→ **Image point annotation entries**
+===+

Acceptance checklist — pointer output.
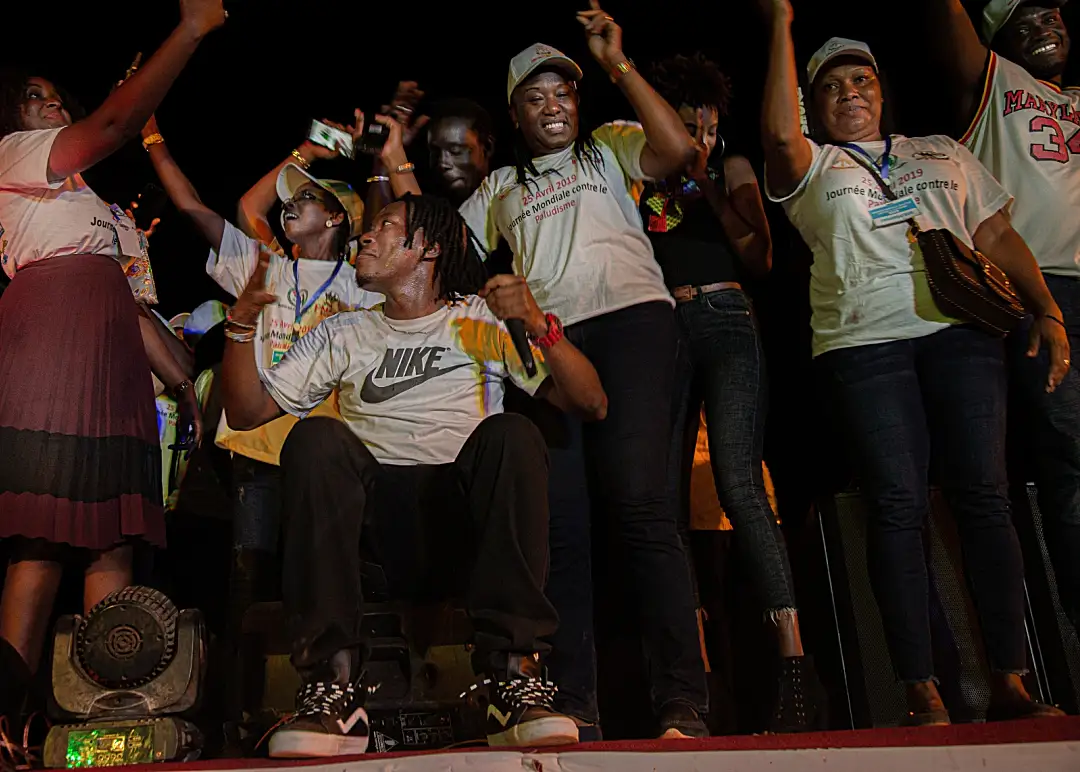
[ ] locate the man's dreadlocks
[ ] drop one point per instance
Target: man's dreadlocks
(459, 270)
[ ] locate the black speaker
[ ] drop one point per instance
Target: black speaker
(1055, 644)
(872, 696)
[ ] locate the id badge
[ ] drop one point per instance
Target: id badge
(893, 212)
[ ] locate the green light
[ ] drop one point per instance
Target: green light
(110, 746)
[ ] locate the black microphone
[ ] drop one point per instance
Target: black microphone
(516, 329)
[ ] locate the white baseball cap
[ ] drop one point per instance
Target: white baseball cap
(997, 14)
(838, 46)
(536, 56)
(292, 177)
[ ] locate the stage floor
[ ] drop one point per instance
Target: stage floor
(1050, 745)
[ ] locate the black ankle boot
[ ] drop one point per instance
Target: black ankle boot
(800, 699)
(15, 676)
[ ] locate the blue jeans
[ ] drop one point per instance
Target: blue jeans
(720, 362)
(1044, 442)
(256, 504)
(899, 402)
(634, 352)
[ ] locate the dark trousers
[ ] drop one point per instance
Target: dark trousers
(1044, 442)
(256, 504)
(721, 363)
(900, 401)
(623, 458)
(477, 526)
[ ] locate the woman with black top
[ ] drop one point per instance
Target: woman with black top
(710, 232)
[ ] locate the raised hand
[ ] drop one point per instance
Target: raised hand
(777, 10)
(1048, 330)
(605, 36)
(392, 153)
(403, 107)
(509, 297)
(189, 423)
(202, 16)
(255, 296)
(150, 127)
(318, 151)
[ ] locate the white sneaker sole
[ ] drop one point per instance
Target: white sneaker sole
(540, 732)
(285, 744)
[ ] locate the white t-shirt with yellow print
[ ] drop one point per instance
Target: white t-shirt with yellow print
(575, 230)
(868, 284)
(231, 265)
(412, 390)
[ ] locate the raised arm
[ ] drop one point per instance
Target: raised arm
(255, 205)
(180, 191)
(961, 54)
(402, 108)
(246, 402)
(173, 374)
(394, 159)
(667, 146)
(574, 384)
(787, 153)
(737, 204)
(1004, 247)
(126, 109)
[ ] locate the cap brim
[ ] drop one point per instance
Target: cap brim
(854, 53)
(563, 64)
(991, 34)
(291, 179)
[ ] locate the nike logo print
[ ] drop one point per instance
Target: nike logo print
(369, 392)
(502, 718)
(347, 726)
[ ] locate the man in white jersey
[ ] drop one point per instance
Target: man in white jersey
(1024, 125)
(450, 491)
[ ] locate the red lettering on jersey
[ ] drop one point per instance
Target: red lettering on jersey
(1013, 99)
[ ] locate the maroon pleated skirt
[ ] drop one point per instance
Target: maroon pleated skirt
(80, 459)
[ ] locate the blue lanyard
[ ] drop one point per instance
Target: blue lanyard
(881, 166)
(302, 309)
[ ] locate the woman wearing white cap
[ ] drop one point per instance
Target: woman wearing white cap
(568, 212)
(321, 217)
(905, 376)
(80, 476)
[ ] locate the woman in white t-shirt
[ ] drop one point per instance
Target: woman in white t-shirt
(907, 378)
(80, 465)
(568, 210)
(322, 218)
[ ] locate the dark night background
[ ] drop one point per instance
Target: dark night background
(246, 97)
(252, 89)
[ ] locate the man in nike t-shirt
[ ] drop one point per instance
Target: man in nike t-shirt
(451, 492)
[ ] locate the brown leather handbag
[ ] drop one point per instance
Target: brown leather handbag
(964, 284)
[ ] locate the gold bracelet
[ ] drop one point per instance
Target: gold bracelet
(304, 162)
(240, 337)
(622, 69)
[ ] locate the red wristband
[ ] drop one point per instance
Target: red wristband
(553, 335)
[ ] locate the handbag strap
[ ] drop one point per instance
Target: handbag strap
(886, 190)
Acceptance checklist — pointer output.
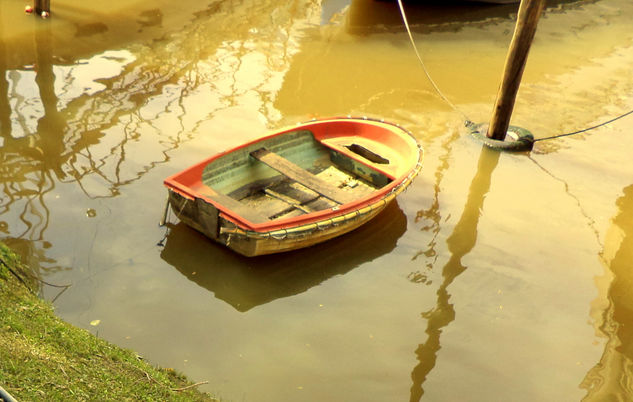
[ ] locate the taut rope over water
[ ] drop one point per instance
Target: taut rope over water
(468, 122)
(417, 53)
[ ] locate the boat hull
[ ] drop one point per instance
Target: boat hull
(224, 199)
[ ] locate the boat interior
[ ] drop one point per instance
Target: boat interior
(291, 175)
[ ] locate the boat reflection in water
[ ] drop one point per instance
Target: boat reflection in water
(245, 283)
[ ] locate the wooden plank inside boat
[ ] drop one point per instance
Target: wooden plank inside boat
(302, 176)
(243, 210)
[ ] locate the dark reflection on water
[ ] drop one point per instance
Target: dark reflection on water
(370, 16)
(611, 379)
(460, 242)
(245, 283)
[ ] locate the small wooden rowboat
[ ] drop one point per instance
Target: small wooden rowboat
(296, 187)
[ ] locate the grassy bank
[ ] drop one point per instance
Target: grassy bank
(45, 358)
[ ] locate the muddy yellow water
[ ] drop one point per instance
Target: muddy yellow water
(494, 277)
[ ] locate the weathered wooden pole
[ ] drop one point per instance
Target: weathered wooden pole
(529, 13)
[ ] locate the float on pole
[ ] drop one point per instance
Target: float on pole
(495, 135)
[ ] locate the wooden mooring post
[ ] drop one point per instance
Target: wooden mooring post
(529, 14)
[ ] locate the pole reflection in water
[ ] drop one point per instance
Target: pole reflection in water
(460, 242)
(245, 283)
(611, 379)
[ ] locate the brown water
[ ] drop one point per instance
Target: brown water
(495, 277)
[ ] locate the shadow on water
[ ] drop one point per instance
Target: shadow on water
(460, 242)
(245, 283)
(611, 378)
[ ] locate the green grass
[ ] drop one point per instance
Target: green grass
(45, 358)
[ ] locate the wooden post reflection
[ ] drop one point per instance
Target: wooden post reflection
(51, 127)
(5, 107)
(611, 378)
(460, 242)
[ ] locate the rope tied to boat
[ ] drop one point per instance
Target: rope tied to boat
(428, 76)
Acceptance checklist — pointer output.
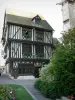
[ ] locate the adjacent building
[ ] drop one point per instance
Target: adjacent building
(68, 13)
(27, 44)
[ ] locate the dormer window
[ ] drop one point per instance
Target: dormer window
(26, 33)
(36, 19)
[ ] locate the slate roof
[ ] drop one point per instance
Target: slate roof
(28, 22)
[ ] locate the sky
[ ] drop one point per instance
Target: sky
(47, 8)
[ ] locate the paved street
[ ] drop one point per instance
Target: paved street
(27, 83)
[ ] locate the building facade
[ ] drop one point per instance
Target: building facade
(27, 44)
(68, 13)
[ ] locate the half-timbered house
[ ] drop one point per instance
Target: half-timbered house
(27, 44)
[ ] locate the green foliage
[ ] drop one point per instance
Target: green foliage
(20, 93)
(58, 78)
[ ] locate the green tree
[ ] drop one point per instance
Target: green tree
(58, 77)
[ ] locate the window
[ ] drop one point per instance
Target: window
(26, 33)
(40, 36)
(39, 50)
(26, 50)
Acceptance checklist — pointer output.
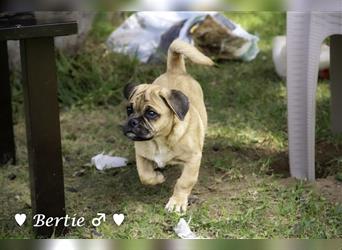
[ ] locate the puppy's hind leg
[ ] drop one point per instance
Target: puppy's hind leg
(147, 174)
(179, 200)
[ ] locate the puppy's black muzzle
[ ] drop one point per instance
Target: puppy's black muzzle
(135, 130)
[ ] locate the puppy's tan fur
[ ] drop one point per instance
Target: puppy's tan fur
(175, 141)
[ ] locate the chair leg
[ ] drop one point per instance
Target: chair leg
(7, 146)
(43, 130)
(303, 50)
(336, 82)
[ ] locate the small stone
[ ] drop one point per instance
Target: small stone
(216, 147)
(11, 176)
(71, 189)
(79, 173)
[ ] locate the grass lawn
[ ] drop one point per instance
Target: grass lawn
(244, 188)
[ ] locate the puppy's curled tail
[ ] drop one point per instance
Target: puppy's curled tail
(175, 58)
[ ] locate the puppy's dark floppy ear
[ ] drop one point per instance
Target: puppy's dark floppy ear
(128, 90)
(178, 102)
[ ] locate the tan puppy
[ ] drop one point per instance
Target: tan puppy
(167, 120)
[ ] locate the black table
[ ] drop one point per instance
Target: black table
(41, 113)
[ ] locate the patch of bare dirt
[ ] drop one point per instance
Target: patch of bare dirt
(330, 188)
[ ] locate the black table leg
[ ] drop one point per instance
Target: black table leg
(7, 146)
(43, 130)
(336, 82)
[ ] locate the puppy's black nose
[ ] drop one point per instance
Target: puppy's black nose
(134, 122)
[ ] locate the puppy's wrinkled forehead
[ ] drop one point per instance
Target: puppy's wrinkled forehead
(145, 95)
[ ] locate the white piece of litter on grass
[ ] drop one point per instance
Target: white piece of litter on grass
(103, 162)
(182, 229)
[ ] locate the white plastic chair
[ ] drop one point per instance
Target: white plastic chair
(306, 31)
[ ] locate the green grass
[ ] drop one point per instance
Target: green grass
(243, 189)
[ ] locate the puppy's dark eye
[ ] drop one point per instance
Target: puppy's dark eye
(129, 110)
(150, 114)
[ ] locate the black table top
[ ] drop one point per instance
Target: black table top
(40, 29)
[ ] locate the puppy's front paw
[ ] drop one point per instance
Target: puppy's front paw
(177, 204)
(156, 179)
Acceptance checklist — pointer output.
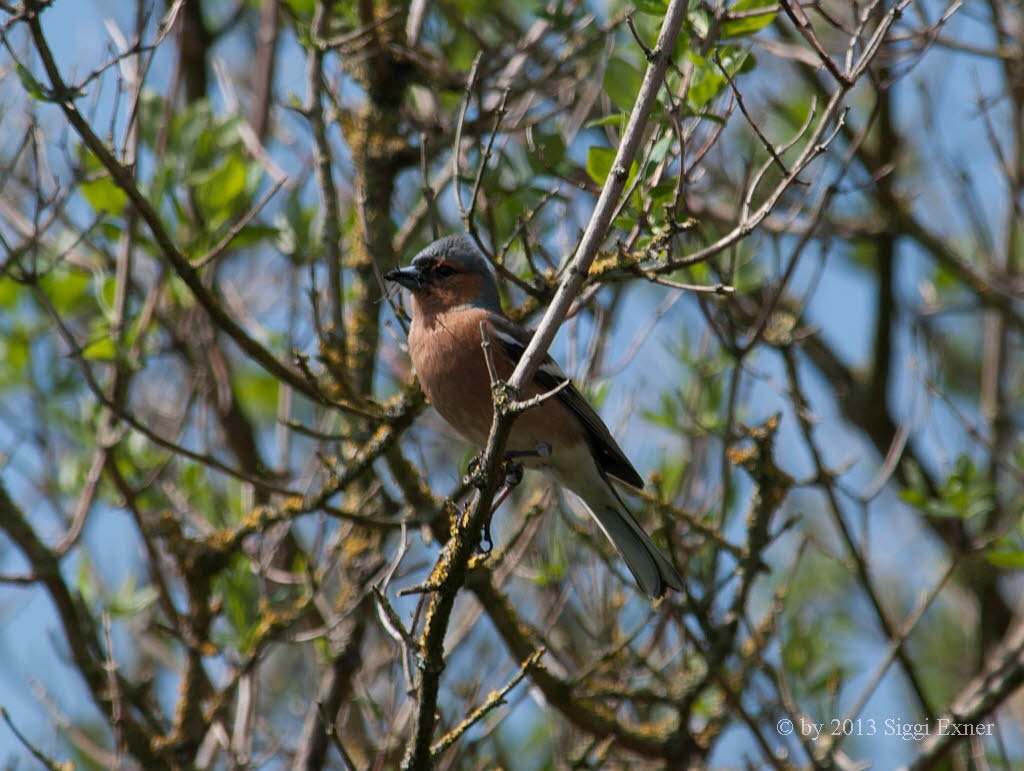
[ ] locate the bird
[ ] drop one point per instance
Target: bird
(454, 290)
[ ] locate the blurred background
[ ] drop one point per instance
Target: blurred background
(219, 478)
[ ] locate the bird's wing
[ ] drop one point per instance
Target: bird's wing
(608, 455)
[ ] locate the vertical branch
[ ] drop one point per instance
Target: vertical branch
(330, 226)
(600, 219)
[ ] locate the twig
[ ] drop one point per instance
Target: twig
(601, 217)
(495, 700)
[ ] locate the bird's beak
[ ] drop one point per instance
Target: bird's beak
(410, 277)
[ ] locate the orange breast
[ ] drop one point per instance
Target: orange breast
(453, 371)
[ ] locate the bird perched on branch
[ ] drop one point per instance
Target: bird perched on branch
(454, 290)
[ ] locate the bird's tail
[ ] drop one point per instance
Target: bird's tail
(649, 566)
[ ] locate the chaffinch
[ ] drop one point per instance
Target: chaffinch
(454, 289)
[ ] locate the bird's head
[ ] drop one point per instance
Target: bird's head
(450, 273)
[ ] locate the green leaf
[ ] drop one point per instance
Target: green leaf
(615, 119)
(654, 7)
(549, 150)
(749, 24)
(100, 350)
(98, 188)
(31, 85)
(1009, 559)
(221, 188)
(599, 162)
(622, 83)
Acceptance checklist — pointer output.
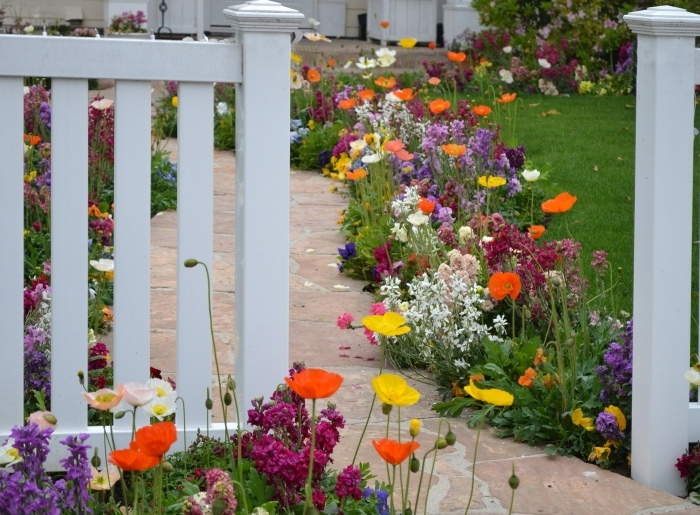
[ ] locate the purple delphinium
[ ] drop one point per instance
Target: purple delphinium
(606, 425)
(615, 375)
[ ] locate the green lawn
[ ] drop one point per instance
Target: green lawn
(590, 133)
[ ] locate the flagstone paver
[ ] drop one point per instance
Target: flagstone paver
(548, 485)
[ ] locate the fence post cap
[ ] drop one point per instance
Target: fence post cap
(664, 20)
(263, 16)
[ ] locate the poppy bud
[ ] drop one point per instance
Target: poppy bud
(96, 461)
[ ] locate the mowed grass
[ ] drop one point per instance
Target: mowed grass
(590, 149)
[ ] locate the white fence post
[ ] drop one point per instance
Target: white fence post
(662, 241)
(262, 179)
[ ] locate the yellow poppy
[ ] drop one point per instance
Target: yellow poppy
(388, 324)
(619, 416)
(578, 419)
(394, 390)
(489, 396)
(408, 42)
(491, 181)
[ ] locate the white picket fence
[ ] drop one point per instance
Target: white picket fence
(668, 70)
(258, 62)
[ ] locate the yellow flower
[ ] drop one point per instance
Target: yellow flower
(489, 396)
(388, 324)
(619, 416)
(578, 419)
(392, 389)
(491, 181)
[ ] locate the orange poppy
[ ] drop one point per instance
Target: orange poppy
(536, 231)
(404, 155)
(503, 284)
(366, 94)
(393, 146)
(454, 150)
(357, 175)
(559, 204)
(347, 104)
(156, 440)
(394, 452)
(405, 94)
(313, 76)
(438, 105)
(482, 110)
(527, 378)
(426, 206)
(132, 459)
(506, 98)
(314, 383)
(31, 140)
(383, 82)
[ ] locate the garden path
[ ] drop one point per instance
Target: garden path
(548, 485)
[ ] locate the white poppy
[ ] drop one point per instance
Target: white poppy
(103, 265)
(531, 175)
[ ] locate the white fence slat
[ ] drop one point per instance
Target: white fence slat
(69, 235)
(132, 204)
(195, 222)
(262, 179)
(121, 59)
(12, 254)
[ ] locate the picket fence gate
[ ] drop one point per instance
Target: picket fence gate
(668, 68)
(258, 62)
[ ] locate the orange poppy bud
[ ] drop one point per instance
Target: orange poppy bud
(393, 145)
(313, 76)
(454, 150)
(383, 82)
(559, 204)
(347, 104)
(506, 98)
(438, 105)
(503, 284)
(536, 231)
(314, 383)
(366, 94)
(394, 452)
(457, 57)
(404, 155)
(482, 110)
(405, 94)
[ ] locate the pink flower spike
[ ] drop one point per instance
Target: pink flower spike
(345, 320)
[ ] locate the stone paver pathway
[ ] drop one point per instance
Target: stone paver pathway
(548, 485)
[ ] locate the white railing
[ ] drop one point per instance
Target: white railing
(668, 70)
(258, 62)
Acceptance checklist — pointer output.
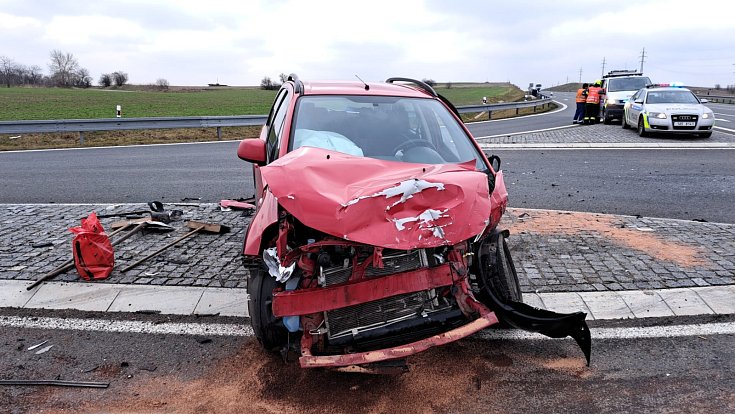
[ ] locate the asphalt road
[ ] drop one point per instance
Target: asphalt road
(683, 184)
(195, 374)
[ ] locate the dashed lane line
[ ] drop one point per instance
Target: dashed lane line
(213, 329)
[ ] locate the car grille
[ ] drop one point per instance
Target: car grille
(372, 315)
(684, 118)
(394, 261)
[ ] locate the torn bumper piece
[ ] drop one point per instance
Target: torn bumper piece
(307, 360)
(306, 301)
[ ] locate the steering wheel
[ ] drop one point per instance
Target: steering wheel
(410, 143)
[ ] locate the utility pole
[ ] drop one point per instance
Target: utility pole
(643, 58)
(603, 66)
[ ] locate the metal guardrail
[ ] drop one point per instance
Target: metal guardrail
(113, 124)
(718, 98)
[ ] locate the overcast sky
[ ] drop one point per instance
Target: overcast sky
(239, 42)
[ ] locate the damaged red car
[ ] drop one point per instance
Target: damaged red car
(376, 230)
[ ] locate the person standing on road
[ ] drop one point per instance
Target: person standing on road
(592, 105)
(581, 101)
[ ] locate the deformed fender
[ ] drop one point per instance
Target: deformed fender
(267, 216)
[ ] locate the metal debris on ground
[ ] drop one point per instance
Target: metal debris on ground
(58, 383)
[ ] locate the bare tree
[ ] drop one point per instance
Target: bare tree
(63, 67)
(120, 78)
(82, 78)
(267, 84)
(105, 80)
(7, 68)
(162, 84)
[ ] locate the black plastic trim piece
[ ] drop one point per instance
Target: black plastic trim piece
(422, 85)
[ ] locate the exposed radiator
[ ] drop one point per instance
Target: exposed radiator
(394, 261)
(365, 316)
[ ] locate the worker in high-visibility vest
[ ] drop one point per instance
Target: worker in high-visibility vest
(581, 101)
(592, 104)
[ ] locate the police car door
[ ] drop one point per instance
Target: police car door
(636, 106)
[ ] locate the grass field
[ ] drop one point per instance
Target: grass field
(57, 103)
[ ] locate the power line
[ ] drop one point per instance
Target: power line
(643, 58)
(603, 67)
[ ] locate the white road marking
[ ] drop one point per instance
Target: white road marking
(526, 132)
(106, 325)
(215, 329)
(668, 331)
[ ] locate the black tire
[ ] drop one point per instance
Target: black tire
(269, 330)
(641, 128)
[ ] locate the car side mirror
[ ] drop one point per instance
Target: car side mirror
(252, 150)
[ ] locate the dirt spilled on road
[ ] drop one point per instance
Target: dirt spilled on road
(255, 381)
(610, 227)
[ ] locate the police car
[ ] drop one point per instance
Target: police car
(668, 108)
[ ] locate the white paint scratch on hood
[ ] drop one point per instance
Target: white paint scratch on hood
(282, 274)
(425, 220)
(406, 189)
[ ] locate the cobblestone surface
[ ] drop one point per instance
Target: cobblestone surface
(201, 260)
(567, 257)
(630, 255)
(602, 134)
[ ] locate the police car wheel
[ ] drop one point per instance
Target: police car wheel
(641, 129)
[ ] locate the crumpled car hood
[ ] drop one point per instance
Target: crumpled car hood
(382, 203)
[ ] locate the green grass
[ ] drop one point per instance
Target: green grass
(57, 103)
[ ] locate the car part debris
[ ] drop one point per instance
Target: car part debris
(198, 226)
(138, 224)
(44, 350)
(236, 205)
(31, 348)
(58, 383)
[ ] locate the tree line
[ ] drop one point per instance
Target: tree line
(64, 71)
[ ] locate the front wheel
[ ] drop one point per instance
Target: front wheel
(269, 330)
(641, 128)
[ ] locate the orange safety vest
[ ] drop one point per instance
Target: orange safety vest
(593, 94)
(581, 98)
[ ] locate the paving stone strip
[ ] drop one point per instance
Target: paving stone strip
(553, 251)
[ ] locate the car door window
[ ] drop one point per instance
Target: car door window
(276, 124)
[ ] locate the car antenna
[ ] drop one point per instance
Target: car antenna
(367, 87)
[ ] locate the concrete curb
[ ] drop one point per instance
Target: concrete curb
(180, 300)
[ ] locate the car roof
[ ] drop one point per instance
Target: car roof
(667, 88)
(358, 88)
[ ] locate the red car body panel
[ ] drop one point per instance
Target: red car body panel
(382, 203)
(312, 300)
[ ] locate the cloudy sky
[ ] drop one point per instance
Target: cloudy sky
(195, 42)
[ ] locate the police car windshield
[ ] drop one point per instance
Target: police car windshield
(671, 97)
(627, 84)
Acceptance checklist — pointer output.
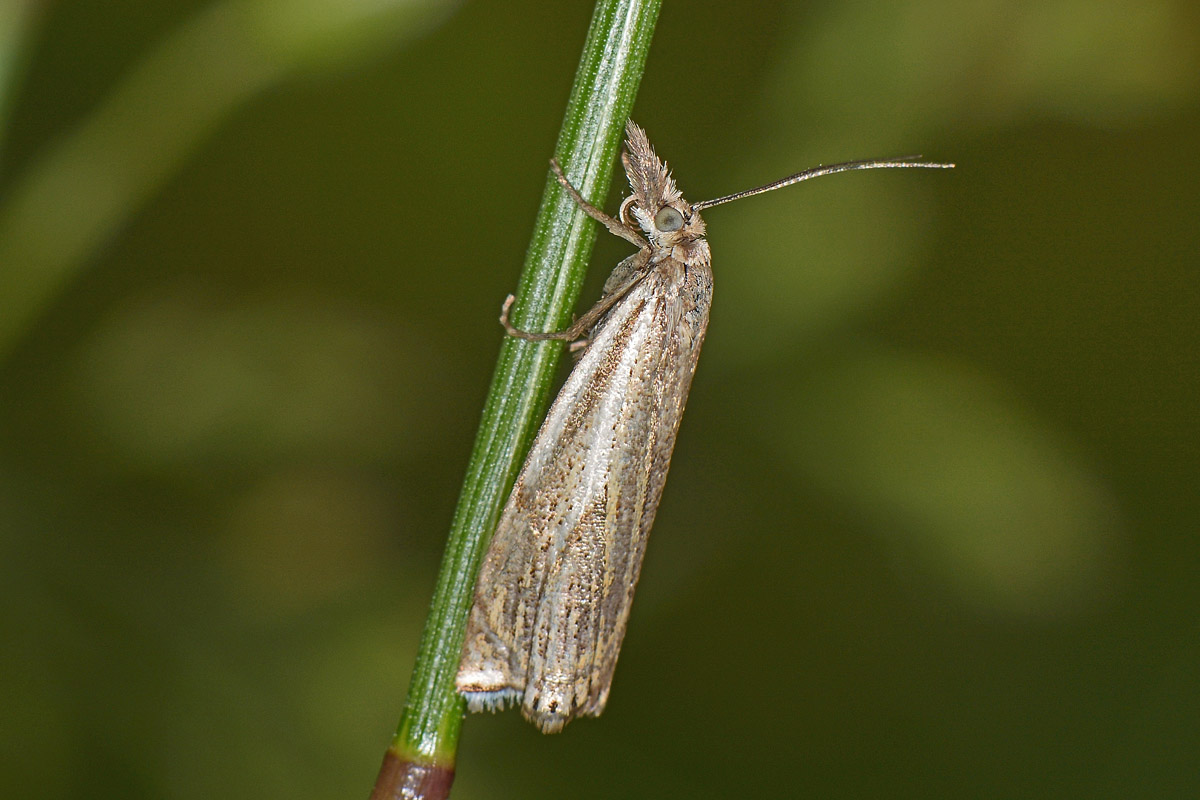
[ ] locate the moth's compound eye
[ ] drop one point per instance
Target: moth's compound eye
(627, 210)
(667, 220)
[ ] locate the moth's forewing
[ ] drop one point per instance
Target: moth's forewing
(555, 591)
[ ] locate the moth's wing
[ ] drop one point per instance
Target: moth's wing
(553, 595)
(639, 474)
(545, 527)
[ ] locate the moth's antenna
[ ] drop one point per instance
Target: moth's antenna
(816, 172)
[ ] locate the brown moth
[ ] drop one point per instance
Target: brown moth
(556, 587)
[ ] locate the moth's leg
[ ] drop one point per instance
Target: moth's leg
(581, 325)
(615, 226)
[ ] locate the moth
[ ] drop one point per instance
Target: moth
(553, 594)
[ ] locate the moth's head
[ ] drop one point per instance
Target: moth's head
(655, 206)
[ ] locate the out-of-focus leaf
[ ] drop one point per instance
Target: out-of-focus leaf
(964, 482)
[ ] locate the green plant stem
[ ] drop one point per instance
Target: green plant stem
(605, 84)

+===+

→ **Aim of the exercise**
Exactly as written, give again every line from the one containing "[ ] locate the car roof" through the last line of the material, both included, with the pictures left out.

→ **Solution to this exercise**
[ ] locate the car roof
[ ] drop one point per instance
Target: car roof
(667, 88)
(358, 88)
[ ] locate the red car body panel
[ ] drop one point per instance
Target: red car body panel
(382, 203)
(312, 300)
[ ] locate the cloudy sky
[ ] drop one point per instance
Target: cloudy sky
(195, 42)
[ ] locate the police car windshield
[ ] drop one point per instance
Target: police car windshield
(671, 97)
(627, 84)
Acceptance checklist — pointer output.
[ ] locate the moth's compound eye
[ ] drop one point per instance
Target: moth's compound eye
(627, 210)
(667, 220)
[ ] locate the moth's forewing
[ ] drop one point per instance
Target: moth's forewing
(555, 591)
[ ] locate the moth's wing
[ ] drop one point per instance
Target: moth's wing
(553, 595)
(639, 474)
(545, 527)
[ ] locate the moth's antenna
[ ] drop one point per instance
Target: moth's antenna
(816, 172)
[ ] locate the brown moth
[ ] drop one point per instance
Target: brown moth
(556, 587)
[ ] locate the moth's leg
[ ] drop one point per instance
Target: moth's leg
(581, 325)
(615, 226)
[ ] locate the moth
[ ] drop one point per instance
Target: moth
(553, 594)
[ ] locate the moth's head
[ ] drop one point per instance
Target: moth's head
(655, 206)
[ ] locate the out-of-focus leaf
[ ] drop one point per instance
Target: out-of-focus leaf
(964, 482)
[ ] locate the green plant stem
[ ] drop one point per instance
Target: green plant stem
(605, 84)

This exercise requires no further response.